● Instrucción escrita A
Transcriba del texto sobre Murillo y Juan del Castillo todo el tramo que va desde "El discípulo sublime" hasta "la escuela sevillana.", ambos incluidos.
● Instrucción escrita B
Prosiga el texto sobre Murillo y Juan del Castillo a partir de su última oración.

● Texto proporcionado
* * *
El discípulo sublime de Juan del Castillo
Especial 'El joven Murillo'
El catedrático de Historia del Arte Enrique Valdivieso es el principal valedor de la herencia iconográfica que Murillo recibe durante su formación en el taller de su primo político
Fue el parentesco político que le unía con el maestro Juan del Castillo (Sevilla, c. 1590-1657) lo que propició el ingreso como alumno de Murillo en su obrador. “Lo que pudo haber sido un hecho circunstancial [eran primos políticos] resultó ser providencial para el posterior desarrollo de la iconografía del artista sevillano”, explica el catedrático Enrique Valdivieso y autor del estudio, incluido en el catálogo de la exposición El joven Murillo, que ahonda en el magisterio de Del Castillo sobre uno de los pintores más sobresalientes de la escuela sevillana.
* * *
● Entradas proporcionadas
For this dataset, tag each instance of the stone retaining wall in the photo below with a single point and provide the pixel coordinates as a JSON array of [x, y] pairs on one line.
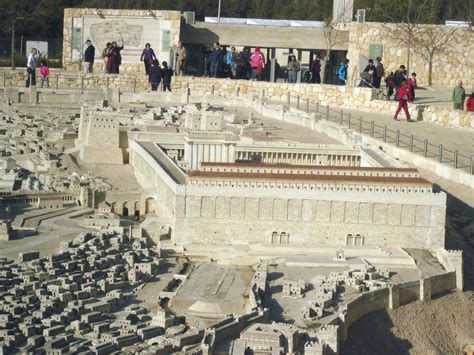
[[453, 61], [356, 98], [133, 28], [397, 295]]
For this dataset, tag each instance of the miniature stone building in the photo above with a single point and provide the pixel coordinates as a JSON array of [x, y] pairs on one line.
[[294, 289], [5, 230]]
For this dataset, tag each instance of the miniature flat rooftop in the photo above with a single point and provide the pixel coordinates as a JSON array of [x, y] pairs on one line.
[[214, 291]]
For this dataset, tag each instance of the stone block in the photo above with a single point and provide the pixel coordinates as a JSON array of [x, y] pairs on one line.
[[294, 210], [208, 209], [323, 211], [251, 208], [394, 214], [222, 207], [280, 209], [265, 210], [351, 214], [380, 213]]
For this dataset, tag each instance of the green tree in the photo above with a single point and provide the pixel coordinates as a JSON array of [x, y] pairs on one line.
[[13, 11]]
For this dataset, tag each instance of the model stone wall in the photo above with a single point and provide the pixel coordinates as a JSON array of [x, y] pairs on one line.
[[454, 60], [406, 292], [308, 217], [133, 28]]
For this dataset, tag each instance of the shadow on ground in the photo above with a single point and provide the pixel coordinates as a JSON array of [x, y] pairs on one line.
[[379, 340], [460, 233]]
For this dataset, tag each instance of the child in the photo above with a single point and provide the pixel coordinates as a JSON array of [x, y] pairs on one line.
[[44, 72], [154, 75], [470, 103], [412, 85], [389, 85], [166, 74]]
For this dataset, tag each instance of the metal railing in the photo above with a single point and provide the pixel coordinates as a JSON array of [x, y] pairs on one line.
[[412, 143]]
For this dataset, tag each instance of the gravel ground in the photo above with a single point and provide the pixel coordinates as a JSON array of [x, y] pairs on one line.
[[441, 326]]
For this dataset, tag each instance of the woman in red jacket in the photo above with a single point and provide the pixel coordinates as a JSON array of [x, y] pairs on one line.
[[470, 103], [404, 95]]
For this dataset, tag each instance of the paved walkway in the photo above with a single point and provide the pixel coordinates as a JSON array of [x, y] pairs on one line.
[[437, 95], [451, 138]]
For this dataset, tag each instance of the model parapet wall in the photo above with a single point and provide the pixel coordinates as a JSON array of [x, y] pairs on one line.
[[331, 210], [309, 170]]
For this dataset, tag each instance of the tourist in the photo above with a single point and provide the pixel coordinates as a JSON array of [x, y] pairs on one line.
[[216, 60], [459, 95], [404, 95], [117, 58], [368, 75], [257, 63], [412, 85], [316, 70], [44, 72], [230, 60], [470, 103], [379, 72], [154, 75], [292, 69], [242, 62], [111, 60], [398, 78], [105, 56], [389, 85], [31, 68], [147, 57], [179, 59], [342, 72], [89, 55], [166, 74], [268, 68]]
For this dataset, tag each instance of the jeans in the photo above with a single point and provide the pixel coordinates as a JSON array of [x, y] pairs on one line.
[[402, 104], [31, 76], [214, 69], [45, 79], [397, 88], [147, 66], [292, 78], [316, 79], [87, 67]]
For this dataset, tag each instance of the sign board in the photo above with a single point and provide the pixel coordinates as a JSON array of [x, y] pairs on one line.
[[41, 46], [375, 50], [77, 38]]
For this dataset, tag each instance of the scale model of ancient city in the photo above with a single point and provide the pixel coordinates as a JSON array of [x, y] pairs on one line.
[[225, 217]]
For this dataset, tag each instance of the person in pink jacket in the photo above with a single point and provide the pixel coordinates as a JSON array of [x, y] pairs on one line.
[[257, 61], [404, 95], [44, 72]]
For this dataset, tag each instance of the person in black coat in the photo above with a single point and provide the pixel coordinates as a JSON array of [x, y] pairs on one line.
[[166, 74], [398, 78], [154, 75], [118, 57], [89, 55]]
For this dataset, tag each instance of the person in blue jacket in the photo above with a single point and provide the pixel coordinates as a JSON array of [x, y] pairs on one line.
[[342, 72], [147, 57]]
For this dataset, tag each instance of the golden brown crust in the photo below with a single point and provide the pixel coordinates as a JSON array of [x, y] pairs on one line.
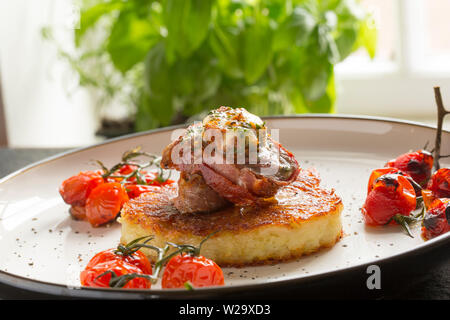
[[300, 201], [272, 261]]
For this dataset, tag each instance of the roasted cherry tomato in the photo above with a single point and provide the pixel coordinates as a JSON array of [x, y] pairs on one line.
[[138, 259], [437, 219], [124, 260], [382, 171], [126, 169], [391, 194], [439, 183], [78, 212], [76, 189], [378, 173], [196, 270], [93, 277], [417, 164], [104, 203]]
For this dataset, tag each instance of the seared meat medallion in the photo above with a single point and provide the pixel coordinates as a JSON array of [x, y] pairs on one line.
[[236, 181]]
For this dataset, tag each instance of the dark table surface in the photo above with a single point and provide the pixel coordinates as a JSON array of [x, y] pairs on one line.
[[425, 277]]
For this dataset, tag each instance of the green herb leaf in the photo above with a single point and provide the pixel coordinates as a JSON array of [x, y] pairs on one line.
[[295, 30], [131, 38], [187, 24]]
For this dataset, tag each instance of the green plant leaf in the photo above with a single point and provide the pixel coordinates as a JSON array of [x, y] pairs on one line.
[[368, 36], [90, 16], [157, 72], [325, 104], [225, 44], [131, 38], [187, 24], [345, 42], [295, 30]]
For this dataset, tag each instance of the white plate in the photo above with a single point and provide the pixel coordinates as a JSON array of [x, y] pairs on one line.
[[44, 250]]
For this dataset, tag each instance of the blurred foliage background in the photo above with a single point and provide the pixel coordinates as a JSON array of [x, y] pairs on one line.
[[171, 61]]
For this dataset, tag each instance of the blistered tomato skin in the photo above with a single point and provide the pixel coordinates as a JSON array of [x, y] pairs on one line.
[[138, 259], [120, 264], [76, 189], [439, 183], [417, 164], [105, 202], [437, 219], [197, 270], [391, 194], [92, 277]]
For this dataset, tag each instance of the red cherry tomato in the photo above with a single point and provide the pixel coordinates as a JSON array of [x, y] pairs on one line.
[[416, 164], [391, 194], [105, 202], [198, 270], [378, 173], [138, 259], [91, 277], [126, 169], [78, 212], [439, 183], [76, 189], [437, 219]]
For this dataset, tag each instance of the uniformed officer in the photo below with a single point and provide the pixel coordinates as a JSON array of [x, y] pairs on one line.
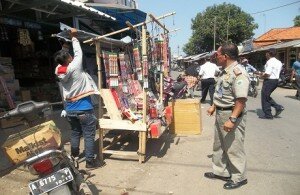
[[229, 158], [270, 76]]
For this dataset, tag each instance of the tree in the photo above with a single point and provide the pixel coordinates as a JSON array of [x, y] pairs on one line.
[[240, 28], [297, 21]]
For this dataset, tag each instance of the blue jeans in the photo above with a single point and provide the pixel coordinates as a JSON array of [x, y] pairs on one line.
[[83, 123]]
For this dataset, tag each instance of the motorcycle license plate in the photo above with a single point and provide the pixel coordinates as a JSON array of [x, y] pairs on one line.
[[51, 181]]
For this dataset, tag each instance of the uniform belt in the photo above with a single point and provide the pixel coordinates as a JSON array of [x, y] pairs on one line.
[[228, 108]]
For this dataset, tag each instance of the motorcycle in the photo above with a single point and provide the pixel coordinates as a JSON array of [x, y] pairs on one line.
[[253, 83], [57, 171], [285, 78]]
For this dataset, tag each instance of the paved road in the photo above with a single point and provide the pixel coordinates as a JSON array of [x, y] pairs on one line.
[[177, 163]]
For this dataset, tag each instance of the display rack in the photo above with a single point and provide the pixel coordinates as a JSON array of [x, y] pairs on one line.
[[113, 119]]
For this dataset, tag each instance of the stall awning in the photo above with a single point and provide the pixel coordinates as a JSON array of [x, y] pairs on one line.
[[50, 9], [121, 13]]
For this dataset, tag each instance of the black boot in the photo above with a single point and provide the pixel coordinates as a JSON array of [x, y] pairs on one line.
[[74, 152], [93, 163]]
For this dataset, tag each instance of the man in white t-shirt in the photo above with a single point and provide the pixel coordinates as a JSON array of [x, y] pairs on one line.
[[270, 76], [207, 73]]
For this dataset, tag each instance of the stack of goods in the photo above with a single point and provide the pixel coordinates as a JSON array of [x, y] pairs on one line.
[[113, 70], [124, 74], [165, 52], [3, 33], [106, 66], [138, 65], [145, 71], [23, 37]]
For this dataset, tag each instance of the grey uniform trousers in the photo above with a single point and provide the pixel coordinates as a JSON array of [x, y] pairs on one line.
[[229, 158]]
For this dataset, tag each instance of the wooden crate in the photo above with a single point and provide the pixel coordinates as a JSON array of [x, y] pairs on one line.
[[186, 117]]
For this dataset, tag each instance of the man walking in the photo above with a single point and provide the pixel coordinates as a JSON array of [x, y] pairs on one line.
[[77, 87], [270, 76], [207, 73], [229, 158], [296, 73]]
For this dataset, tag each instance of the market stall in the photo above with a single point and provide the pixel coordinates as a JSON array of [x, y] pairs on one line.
[[133, 92]]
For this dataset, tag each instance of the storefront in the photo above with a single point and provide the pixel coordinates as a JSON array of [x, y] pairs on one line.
[[27, 45]]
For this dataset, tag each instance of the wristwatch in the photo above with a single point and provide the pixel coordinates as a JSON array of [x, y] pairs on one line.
[[233, 119]]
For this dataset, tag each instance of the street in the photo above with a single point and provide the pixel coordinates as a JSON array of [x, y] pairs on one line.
[[176, 164]]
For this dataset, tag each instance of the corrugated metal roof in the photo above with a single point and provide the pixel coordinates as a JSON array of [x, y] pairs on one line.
[[122, 14], [280, 45], [90, 9]]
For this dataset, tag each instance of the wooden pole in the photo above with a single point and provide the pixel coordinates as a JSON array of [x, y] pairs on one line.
[[158, 22], [133, 28], [98, 58], [128, 28], [143, 135]]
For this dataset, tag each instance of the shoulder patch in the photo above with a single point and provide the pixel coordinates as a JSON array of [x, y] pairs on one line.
[[237, 71]]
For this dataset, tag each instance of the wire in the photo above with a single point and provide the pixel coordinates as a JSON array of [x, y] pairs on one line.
[[274, 8]]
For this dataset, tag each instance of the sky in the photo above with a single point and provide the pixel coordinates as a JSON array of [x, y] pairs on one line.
[[187, 9]]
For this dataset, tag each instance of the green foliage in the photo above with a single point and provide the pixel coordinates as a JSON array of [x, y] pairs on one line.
[[297, 21], [240, 28]]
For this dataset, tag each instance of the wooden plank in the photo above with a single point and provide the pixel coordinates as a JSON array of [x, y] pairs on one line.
[[158, 22], [128, 28], [121, 153], [133, 28], [110, 105], [98, 52], [122, 125]]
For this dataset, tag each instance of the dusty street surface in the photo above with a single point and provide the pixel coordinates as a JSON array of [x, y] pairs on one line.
[[176, 164]]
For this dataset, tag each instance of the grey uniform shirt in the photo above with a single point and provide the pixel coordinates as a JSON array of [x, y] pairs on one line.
[[232, 83]]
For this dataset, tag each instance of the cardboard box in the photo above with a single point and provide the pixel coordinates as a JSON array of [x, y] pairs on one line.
[[27, 143], [10, 122], [186, 117], [25, 95]]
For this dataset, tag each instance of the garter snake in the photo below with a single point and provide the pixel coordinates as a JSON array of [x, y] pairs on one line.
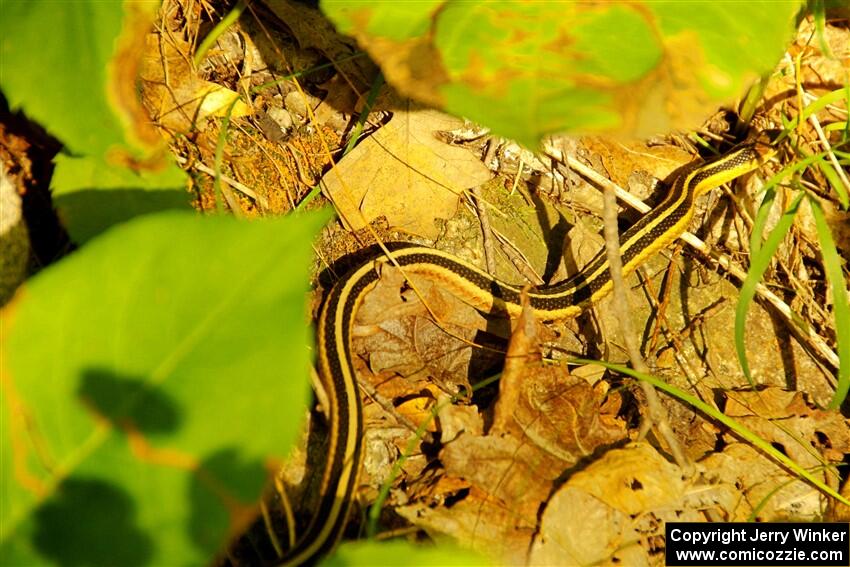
[[654, 231]]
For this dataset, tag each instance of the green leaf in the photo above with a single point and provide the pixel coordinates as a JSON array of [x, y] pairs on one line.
[[840, 302], [759, 261], [149, 381], [91, 195], [369, 553], [527, 69], [836, 183], [63, 65]]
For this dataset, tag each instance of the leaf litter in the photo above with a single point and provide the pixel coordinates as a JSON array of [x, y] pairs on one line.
[[548, 466]]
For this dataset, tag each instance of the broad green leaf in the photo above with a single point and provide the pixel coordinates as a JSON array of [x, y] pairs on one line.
[[91, 195], [150, 381], [66, 63], [527, 69], [369, 553]]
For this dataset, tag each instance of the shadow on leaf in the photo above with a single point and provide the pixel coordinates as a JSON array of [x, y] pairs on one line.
[[129, 400], [89, 212], [223, 498], [91, 522]]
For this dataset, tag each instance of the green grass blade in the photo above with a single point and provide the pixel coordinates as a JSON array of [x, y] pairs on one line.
[[831, 176], [761, 220], [729, 422], [841, 306], [759, 261]]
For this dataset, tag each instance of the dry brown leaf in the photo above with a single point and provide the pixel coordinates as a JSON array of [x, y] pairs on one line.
[[612, 511], [765, 491], [401, 337], [403, 172], [809, 436], [174, 95], [622, 159]]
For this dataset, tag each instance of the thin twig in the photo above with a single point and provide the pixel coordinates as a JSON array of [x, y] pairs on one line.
[[656, 411], [486, 231], [803, 333]]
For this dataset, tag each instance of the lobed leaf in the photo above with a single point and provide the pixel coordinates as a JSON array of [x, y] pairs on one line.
[[531, 69], [150, 382]]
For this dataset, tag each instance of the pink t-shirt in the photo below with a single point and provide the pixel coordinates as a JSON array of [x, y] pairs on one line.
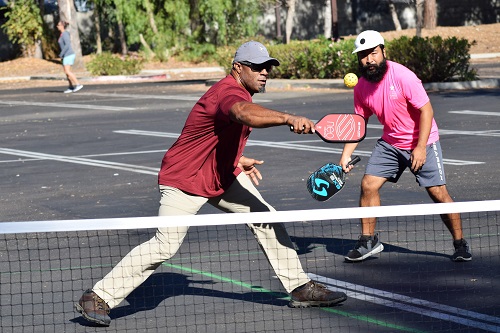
[[203, 161], [395, 101]]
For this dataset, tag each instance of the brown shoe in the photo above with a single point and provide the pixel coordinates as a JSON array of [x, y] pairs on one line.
[[93, 308], [315, 294]]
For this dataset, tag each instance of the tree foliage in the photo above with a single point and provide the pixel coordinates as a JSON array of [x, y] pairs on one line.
[[24, 24]]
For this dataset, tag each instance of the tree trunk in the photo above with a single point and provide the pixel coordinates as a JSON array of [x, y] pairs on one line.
[[327, 27], [394, 15], [38, 42], [67, 13], [420, 17], [121, 36], [290, 14], [430, 17]]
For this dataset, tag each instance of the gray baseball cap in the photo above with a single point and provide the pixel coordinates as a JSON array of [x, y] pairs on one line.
[[255, 53]]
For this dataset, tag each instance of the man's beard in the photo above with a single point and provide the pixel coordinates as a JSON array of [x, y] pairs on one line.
[[374, 76]]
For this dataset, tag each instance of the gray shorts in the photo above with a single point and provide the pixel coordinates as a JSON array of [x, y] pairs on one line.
[[389, 162]]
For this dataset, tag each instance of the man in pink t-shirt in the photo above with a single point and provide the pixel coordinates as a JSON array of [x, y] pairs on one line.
[[410, 139], [206, 165]]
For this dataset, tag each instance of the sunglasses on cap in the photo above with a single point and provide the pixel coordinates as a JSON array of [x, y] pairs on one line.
[[257, 67]]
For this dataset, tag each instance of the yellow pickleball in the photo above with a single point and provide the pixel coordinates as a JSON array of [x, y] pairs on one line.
[[350, 80]]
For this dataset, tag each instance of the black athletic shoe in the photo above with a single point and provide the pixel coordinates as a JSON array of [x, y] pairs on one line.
* * *
● Respuesta escrita A
El discípulo sublime de Juan del Castillo
Especial 'El joven Murillo'
El catedrático de Historia del Arte Enrique Valdivieso es el principal valedor de la herencia iconográfica que Murillo recibe durante su formación en el taller de su primo político
Fue el parentesco político que le unía con el maestro Juan del Castillo (Sevilla, c. 1590-1657) lo que propició el ingreso como alumno de Murillo en su obrador. “Lo que pudo haber sido un hecho circunstancial [eran primos políticos] resultó ser providencial para el posterior desarrollo de la iconografía del artista sevillano”, explica el catedrático Enrique Valdivieso y autor del estudio, incluido en el catálogo de la exposición El joven Murillo, que ahonda en el magisterio de Del Castillo sobre uno de los pintores más sobresalientes de la escuela sevillana.

● Respuesta escrita B
Nacido en 1617, en el seno de una familia de 14 hermanos, de los que él fue el benjamín, Murillo quedó huérfano de padre a los nueve años y perdió a su madre apenas seis meses después. Una de sus hermanas mayores, Ana, se hizo cargo de él y decidió encomendarle a este pintor, 25 años mayor que su hermano, su educación artística, cuando Bartolomé Esteban contaba con 12 ó 13 años, hacia 1630. “Fue Del Castillo quien puso en el camino a Murillo para crear sus famosos prototipos y le transmitió los conocimientos y la técnica que luego su alumno supo desplegar”, explica Valdivieso, autor, junto al profesor Juan Miguel Serrera, del primer estudio amplio y pormenorizado de la vida, el estilo y la obra de Juan del Castillo (1985). Porque si bien este autor fue escasamente valorado entre los estudiosos de la Historia del Arte y prácticamente desconocido para el público (aparte de sus retablos pictóricos para Montesión y San Juan de la Palma, en Sevilla), Valdivieso y Serrera, en la línea de las investigaciones de Palomino y Diego Angulo, documentaron los valores relevantes de su pintura que, más tarde, heredaría y desbordaría el más universal de sus discípulos.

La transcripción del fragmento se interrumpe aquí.